• _Recorded data_:
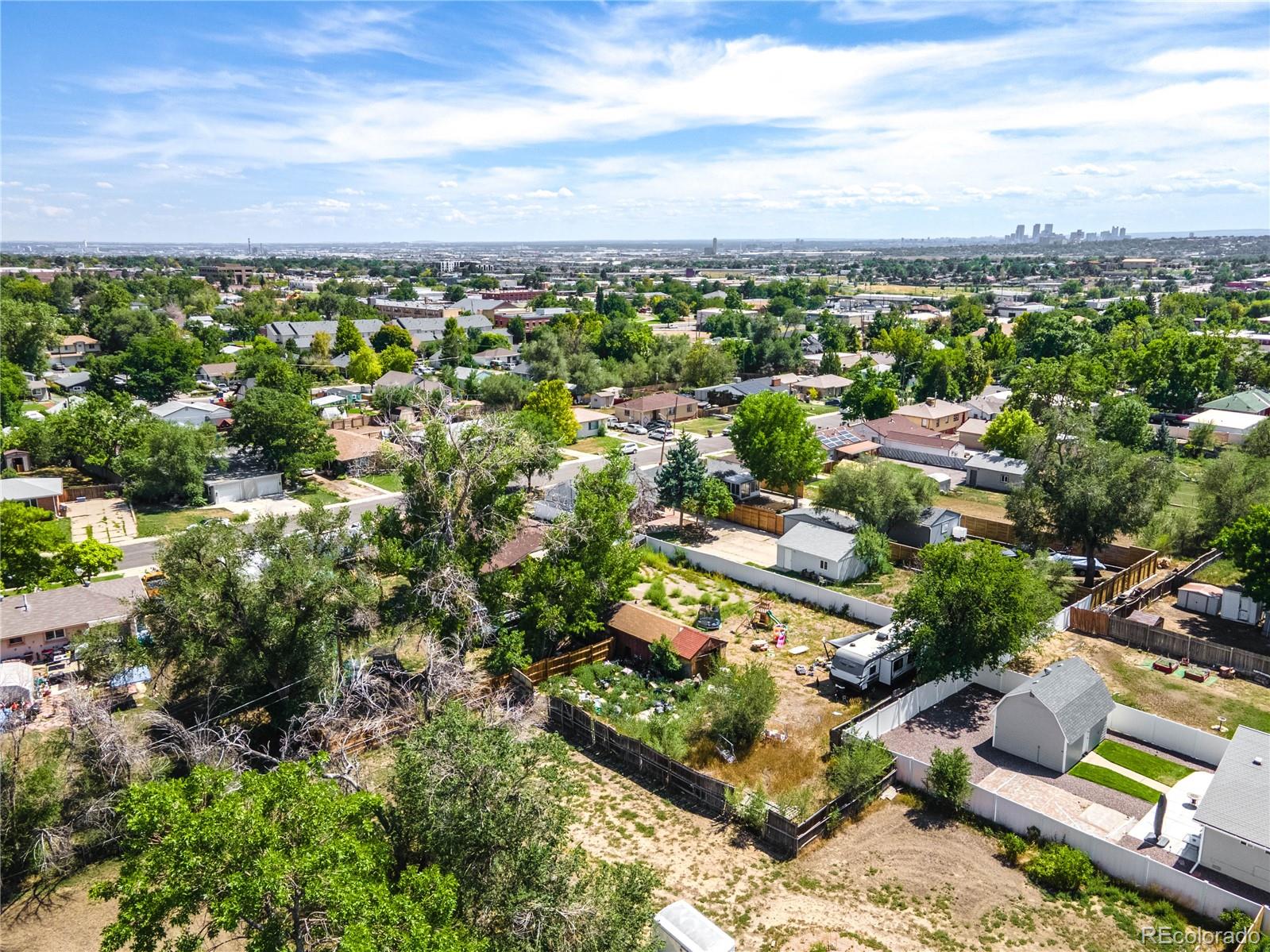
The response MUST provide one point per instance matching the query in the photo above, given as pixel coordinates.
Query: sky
(526, 122)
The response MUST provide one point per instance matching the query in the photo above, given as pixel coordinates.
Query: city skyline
(402, 123)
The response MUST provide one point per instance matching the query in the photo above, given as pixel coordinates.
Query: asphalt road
(141, 553)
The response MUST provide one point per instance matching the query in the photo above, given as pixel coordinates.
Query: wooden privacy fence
(566, 663)
(757, 518)
(1166, 642)
(99, 491)
(785, 837)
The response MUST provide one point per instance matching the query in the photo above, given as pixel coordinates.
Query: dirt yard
(1132, 682)
(896, 880)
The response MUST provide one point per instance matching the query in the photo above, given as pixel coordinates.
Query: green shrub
(949, 777)
(1060, 869)
(856, 765)
(741, 702)
(1013, 847)
(663, 657)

• _Work required_: Please repeat the records above exactly, omitting any pictures they contain.

• _Answer area_:
The response MUST provide one point per instance matching the query in the photo above, given as pixel coordinates.
Query: sky
(526, 122)
The response MUST provide one point per instance matching the query in the photo above, given as pixel coordinates.
Query: city skyline
(402, 123)
The response MUST provide one point per instance matching the query in the photo above, given as pixel coordinates.
Query: asphalt road
(141, 553)
The response MUST provide one point per instance matching the query in the photo above, given as pixel coordinates.
Query: wooden privacy fence
(566, 663)
(757, 518)
(1166, 642)
(99, 491)
(785, 837)
The response MUST provide one point per instance matching the query in the photo above, given as pixel coordinates.
Query: dirt yard
(1132, 682)
(896, 880)
The response MUST provide one point per instance matching the query in the photo above, given as pixel coordinates.
Query: green shrub
(949, 777)
(1060, 869)
(856, 765)
(741, 702)
(1013, 847)
(663, 657)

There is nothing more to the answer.